DATA FOR THIS EXERCISE:
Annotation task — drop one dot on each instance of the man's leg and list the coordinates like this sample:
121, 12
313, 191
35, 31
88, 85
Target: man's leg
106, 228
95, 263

EXERCISE INSTRUCTIONS: Rewrite the records above as a numbered list with one line per entry, leaving out any blank lines.

EXERCISE ANSWER:
1. Annotation task — drop one dot on each instance of the man's leg and list the coordinates like this sample:
2. 121, 12
3. 313, 191
4. 35, 31
5. 88, 85
6. Target: man's leg
7. 106, 228
8. 95, 263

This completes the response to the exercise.